• [PAGE]
Fix an $\epsilon$ -packing $\{t_1, \ldots, t_N\}$ where $N = D(\epsilon)$ . Compare the Gaussian process $(X_{t_i})$ to an independent collection of $\mathcal{N}(0, \epsilon^2/2)$ random variables using the Slepian inequality: since $\mathbb{E}[(X_{t_i} - X_{t_j})^2] \geq \epsilon^2$ , the original process has larger increments and hence at least as large an expected supremum. The expected supremum of $N$ i.i.d. $\mathcal{N}(0, \sigma^2)$ variables is $\geq c \sigma \sqrt{\log N}$ for $N \geq 2$ . See van Handel (2016), Theorem 5.30.

Why It Matters

Combined with Dudley's upper bound, Sudakov gives:

$c \sup_{\epsilon > 0} \epsilon \sqrt{\log N(\epsilon)} \leq \mathbb{E}\left[\sup_t X_t\right] \leq C \int_0^\infty \sqrt{\log N(\epsilon)}\, d\epsilon$

The two bounds match up to a $\sqrt{\log |T|}$ factor in the worst case, and exactly when $\log N(\epsilon)$ is regularly varying. This is why Talagrand's $\gamma_2$ functional was needed: it closes the gap and gives a characterization up to universal constants.

Failure Mode

Sudakov is sharp only at the single optimizing scale and only for Gaussian processes (or sub-Gaussian processes via a comparison theorem). For sub-exponential or heavy-tailed processes, neither Sudakov nor Dudley directly applies; you need separate tools (Bernstein-type concentration, generic chaining with $\gamma_1 + \gamma_2$ ).

report a correction →

Gaussian Comparison: Slepian-Sudakov-Fernique

Sudakov's proof uses a Gaussian comparison inequality. The same tool lets you compare the expected supremum of a complicated Gaussian process to a simpler reference process whose supremum is known.

Theorem

Sudakov-Fernique Inequality

Statement

Let $(X_t)_{t \in T}$ and $(Y_t)_{t \in T}$ be centered Gaussian processes on a finite index set $T$ . If

$\mathbb{E}[(X_s - X_t)^2] \geq \mathbb{E}[(Y_s - Y_t)^2] \quad \text{for all } s, t \in T,$

then

$\mathbb{E}\left[\sup_{t \in T} X_t\right] \geq \mathbb{E}\left[\sup_{t \in T} Y_t\right]$

Intuition

Larger increments push points apart more, so the maximum spreads farther from zero in expectation. The comparison is on increments, not on marginal variances; only the geometry of the process matters.

Slepian's inequality is the stronger statement: under the same increment condition plus equal marginal variances ( $\mathbb{E}[X_t^2] = \mathbb{E}[Y_t^2]$ ), every tail probability of $\sup X_t$ exceeds the corresponding probability for $\sup Y_t$ . Sudakov-Fernique drops the equal-variance condition at the cost of giving only an expectation comparison.

• [SOURCE MATERIAL]

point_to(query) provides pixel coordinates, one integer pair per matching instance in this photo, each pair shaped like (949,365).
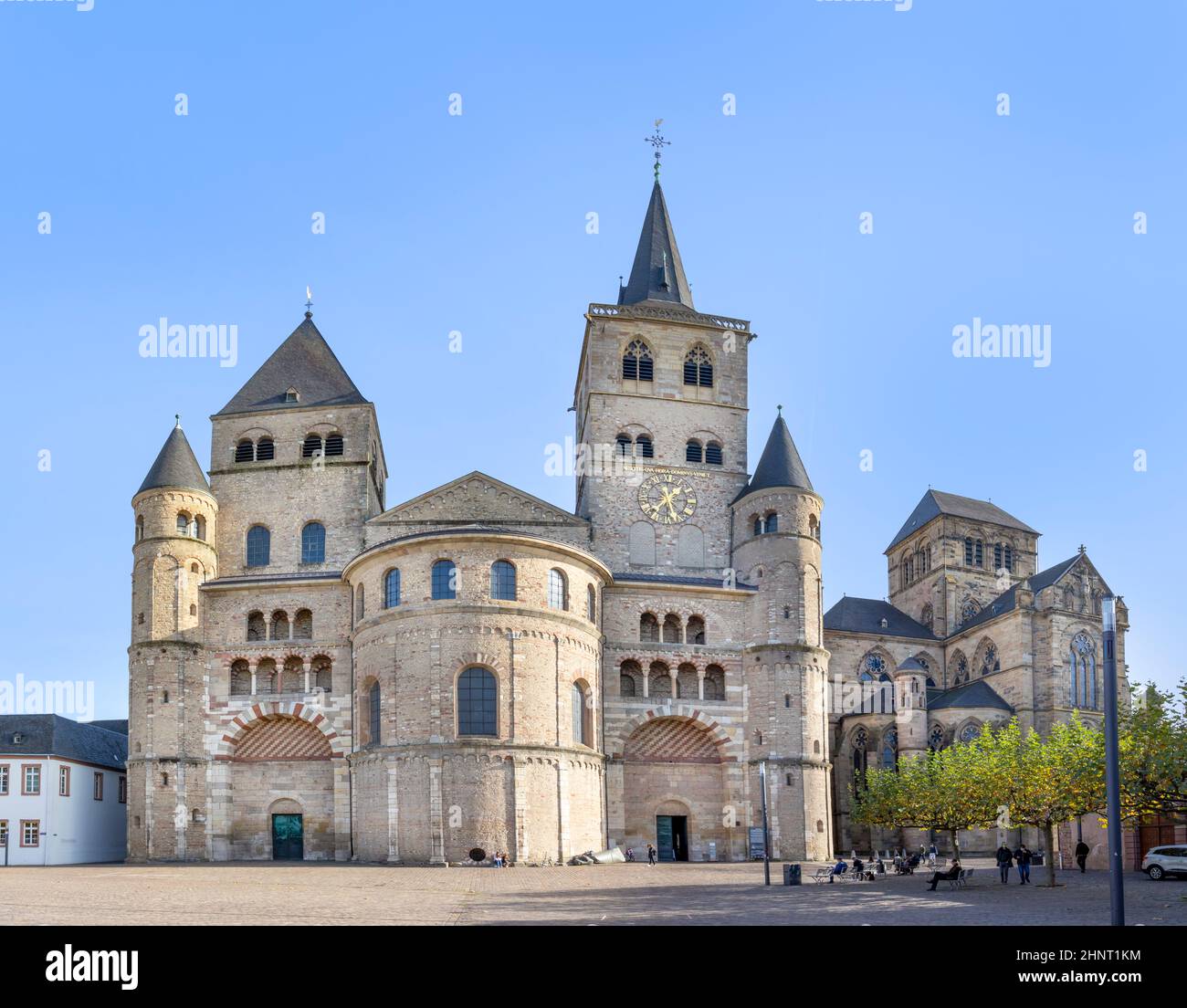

• [JOB 1] Write out the part of the Gaussian process page starting at "Combined with Dudley's" and ending at "to universal constants.".
• [JOB 2]
Do these statements agree with the Gaussian process page? Answer each with yes or no and quote the words of the page that decide it.
(a) The Sudakov-Fernique inequality compares increments rather than marginal variances.
(b) Sudakov and Dudley apply directly to heavy-tailed processes.
(c) Slepian's inequality drops the equal-variance condition.

• [TASK OUTPUT 1]
Combined with Dudley's upper bound, Sudakov gives:

$c \sup_{\epsilon > 0} \epsilon \sqrt{\log N(\epsilon)} \leq \mathbb{E}\left[\sup_t X_t\right] \leq C \int_0^\infty \sqrt{\log N(\epsilon)}\, d\epsilon$

The two bounds match up to a $\sqrt{\log |T|}$ factor in the worst case, and exactly when $\log N(\epsilon)$ is regularly varying. This is why Talagrand's $\gamma_2$ functional was needed: it closes the gap and gives a characterization up to universal constants.

• [TASK OUTPUT 2]
(a) Yes: "The comparison is on increments, not on marginal variances"
(b) No: "For sub-exponential or heavy-tailed processes, neither Sudakov nor Dudley directly applies"
(c) No: "Sudakov-Fernique drops the equal-variance condition at the cost of giving only an expectation comparison."